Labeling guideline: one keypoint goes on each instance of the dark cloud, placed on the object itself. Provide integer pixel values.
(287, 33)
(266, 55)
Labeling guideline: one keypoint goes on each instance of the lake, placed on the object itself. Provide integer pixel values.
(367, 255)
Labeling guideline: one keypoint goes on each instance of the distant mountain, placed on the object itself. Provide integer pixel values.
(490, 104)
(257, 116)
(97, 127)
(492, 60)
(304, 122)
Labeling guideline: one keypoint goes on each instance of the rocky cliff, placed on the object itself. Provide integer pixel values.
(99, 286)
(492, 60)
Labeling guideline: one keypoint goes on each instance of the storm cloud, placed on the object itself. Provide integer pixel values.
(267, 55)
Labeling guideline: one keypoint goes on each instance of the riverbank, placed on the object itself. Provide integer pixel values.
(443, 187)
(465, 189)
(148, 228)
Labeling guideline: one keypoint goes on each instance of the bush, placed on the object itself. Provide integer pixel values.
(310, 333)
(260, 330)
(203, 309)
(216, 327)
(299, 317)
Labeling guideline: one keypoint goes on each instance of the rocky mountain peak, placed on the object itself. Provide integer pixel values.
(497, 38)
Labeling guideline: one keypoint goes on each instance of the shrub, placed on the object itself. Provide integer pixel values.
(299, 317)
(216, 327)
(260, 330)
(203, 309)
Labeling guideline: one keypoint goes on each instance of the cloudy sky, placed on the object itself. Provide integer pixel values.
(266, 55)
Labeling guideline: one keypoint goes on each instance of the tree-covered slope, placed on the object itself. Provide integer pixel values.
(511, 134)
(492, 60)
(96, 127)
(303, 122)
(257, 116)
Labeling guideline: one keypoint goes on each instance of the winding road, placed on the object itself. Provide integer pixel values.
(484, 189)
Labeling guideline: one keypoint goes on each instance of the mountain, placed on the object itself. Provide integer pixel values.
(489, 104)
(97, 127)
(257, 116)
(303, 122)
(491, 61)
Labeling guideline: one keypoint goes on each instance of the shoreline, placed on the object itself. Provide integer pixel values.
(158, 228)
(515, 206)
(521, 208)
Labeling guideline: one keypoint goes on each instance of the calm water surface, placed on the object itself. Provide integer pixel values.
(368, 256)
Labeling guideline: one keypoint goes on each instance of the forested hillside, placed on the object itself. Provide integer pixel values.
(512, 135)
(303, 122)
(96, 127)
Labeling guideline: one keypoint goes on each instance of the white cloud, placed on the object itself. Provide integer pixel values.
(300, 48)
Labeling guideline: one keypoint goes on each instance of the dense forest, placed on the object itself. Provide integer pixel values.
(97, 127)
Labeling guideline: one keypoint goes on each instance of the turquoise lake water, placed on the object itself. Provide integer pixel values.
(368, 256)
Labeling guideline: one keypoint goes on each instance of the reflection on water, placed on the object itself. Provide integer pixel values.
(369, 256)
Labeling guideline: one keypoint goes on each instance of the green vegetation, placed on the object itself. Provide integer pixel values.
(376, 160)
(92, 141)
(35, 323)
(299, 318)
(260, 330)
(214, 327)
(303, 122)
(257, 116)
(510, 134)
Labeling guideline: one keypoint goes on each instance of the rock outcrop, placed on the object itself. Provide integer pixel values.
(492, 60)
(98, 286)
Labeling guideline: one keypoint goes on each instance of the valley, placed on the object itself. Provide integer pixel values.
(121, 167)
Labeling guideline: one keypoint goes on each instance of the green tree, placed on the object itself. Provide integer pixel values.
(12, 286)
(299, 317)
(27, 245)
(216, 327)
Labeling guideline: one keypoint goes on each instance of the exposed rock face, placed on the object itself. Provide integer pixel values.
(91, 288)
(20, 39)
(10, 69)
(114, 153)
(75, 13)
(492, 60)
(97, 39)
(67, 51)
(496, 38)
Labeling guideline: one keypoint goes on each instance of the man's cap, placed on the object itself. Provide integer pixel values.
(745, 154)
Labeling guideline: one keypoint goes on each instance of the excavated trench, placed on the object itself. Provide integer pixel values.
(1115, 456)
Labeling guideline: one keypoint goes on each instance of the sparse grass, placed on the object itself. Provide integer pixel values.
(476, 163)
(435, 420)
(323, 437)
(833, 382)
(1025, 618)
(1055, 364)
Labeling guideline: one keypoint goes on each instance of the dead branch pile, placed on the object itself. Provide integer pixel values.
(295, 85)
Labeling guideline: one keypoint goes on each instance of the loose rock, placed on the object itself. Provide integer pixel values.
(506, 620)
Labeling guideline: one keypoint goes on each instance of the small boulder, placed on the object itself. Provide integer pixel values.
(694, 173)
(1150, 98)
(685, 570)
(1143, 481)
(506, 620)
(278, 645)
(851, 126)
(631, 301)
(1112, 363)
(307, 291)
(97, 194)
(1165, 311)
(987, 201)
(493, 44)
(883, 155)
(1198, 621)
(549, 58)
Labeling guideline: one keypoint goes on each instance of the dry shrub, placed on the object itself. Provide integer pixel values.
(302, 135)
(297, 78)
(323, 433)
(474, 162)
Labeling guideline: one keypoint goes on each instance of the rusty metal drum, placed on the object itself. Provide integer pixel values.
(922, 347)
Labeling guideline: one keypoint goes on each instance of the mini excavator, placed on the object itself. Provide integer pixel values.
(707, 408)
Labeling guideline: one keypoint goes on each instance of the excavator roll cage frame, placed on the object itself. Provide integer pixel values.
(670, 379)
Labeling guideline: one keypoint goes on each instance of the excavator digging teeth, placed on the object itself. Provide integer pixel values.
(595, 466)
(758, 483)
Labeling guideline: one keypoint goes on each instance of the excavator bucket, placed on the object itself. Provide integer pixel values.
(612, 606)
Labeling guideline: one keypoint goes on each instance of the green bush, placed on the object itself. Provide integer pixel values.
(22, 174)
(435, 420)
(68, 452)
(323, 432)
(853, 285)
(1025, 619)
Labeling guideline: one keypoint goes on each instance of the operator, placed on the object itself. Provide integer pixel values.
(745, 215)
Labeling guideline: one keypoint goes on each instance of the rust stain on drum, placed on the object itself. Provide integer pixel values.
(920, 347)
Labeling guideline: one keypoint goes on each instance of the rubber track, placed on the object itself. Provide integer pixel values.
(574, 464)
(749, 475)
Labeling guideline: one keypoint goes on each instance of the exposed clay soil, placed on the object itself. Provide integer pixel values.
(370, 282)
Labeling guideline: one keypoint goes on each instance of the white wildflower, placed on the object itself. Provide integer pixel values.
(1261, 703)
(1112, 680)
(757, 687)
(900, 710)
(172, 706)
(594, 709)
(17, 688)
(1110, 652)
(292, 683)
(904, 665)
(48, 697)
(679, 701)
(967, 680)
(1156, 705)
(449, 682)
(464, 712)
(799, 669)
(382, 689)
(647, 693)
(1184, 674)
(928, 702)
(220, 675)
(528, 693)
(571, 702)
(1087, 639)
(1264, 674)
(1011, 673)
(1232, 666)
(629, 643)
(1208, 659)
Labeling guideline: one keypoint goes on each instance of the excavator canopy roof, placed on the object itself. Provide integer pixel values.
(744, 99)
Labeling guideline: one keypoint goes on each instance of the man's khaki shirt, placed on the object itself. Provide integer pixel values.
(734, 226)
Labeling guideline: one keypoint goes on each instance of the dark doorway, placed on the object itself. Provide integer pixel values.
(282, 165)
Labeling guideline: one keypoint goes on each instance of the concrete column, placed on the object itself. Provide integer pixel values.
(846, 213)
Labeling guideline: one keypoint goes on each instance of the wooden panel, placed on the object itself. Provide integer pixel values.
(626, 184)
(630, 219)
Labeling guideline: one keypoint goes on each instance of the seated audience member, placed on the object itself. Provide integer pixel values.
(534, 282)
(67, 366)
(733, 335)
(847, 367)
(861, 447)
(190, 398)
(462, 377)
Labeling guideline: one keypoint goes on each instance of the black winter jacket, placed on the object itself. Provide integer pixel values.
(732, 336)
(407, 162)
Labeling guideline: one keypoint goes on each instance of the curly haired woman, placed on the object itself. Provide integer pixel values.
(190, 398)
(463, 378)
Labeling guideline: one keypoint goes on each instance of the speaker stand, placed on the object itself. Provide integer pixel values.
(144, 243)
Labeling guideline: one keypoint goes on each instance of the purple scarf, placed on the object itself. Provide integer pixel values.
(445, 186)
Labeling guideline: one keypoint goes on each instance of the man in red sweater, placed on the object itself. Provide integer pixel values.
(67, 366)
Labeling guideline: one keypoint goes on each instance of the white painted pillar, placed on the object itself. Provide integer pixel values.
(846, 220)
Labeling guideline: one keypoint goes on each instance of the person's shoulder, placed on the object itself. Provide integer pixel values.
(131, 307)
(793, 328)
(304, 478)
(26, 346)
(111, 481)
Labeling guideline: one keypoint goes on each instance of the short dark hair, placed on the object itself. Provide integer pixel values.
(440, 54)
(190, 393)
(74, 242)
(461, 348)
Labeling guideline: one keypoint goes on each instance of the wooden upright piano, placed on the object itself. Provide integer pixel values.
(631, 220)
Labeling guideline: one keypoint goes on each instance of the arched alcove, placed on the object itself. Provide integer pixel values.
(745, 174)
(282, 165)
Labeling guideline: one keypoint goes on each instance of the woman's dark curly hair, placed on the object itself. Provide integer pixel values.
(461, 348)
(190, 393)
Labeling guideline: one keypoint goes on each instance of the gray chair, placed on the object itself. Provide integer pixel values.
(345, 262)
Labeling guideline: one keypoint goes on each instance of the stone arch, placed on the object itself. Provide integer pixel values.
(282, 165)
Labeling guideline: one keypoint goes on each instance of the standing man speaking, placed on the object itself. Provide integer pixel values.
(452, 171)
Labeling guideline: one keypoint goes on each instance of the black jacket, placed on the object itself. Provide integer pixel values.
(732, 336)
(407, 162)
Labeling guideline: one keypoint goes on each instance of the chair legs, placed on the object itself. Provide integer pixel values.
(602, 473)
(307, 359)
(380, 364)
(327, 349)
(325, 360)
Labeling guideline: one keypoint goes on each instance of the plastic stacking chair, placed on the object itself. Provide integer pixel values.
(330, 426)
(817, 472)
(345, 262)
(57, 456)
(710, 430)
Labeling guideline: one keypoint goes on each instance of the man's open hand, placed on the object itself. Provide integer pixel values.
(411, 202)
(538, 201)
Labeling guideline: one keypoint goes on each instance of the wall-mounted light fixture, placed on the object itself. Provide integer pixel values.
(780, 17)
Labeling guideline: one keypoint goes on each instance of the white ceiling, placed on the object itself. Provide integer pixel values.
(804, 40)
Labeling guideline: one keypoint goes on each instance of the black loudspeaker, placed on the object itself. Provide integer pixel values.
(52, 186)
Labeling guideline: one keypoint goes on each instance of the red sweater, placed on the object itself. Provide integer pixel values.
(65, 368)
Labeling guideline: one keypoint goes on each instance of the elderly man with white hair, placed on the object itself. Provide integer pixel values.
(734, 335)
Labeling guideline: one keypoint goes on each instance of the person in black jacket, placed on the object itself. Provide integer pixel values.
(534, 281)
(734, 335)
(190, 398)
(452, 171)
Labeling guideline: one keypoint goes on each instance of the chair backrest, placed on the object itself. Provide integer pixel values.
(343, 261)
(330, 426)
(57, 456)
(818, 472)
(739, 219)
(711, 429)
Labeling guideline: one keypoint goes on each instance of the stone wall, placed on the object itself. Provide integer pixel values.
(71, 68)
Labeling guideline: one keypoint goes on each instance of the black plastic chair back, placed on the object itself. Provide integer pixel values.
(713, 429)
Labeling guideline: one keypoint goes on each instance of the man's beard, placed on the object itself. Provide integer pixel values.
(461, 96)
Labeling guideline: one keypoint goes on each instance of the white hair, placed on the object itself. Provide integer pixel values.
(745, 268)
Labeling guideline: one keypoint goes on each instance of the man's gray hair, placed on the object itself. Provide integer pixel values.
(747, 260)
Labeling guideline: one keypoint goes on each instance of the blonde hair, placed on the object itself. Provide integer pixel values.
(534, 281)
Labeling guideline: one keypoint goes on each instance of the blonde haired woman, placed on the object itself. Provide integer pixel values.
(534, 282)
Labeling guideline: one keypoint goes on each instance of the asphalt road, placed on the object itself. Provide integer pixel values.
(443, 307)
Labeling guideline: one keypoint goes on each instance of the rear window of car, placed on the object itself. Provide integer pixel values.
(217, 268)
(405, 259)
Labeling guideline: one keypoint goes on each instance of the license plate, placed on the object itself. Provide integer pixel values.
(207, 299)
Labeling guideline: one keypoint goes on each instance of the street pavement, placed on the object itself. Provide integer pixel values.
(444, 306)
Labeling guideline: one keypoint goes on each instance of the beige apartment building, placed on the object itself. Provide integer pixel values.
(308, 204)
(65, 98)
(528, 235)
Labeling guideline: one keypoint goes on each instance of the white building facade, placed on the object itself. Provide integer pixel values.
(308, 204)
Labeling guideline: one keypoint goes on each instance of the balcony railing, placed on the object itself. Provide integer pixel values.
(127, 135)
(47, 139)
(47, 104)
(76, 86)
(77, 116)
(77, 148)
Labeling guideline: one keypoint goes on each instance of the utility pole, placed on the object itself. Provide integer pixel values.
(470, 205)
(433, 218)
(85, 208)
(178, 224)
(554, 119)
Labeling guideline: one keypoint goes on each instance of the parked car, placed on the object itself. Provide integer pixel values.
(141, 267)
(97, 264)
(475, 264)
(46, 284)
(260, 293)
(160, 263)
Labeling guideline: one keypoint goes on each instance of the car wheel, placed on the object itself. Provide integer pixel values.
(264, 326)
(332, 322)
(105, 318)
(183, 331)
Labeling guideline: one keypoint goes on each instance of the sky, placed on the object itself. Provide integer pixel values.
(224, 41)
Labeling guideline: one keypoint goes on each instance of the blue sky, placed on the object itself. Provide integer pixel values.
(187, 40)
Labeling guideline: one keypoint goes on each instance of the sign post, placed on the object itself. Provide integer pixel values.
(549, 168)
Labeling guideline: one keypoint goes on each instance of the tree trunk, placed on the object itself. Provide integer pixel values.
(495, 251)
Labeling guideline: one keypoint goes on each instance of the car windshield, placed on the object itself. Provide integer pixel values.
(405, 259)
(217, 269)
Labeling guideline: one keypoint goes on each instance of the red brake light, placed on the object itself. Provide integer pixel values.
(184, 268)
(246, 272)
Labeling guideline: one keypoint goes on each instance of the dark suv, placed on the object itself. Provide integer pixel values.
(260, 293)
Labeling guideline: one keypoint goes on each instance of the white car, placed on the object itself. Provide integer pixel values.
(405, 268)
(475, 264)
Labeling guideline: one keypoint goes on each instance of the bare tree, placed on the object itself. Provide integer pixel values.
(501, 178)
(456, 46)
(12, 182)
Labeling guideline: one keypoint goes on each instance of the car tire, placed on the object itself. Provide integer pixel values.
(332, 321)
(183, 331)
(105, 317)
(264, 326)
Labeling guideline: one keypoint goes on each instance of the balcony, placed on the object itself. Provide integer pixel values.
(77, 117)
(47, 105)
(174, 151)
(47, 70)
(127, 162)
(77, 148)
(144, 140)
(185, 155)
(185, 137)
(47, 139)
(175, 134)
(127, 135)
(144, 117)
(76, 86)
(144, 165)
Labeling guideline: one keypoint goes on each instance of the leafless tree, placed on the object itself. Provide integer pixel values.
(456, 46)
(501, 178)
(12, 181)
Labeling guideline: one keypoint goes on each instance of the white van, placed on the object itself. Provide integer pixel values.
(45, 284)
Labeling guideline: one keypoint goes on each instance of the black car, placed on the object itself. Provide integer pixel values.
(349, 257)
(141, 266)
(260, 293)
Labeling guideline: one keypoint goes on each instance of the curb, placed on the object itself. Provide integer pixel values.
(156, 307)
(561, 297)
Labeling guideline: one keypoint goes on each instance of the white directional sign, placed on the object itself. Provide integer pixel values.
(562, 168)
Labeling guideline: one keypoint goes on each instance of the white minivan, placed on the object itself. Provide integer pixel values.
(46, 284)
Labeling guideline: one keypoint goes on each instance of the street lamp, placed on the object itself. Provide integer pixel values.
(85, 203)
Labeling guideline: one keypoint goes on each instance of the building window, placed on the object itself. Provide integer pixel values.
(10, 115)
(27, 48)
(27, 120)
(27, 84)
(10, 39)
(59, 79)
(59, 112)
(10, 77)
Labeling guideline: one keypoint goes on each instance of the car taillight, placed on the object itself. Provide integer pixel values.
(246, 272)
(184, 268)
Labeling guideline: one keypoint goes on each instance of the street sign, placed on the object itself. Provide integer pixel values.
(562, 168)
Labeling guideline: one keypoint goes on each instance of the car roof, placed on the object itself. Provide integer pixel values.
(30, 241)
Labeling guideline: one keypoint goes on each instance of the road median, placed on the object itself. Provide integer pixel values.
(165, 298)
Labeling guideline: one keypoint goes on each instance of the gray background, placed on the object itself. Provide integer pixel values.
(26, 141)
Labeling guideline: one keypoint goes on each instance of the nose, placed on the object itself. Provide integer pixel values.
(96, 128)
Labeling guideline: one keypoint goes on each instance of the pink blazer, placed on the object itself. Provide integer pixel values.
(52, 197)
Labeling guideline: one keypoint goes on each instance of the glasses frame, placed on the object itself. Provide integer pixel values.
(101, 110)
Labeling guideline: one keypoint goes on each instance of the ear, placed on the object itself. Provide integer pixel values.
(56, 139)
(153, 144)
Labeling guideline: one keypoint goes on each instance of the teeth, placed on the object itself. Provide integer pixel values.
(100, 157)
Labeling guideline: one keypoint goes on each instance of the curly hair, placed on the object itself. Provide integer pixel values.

════════

## WHAT THE TASK ASKS
Copy verbatim, from the line with "the valley, placed" up to and including the line with "(1115, 456)".

## REPLY TO THE EXERCISE
Labeling guideline: one keypoint goes on each instance of the valley, placed on the object itself. Provide integer pixel values.
(121, 167)
Labeling guideline: one keypoint goes on each instance of the green tree, placed on the object itself. Provide integer pixel values.
(12, 286)
(299, 317)
(27, 245)
(216, 327)
Labeling guideline: one keypoint goes on each instance of the exposed rock face, placed on the object itself. Provide integer pixel values.
(91, 288)
(20, 39)
(10, 69)
(114, 153)
(75, 13)
(492, 60)
(97, 39)
(67, 51)
(496, 38)
Labeling guideline: one keypoint goes on each instance of the man's cap, placed on the object itself. Provide integer pixel values.
(745, 154)
Labeling guideline: one keypoint goes on each instance of the excavated trench, placed on the object itself. Provide integer pixel values.
(1115, 456)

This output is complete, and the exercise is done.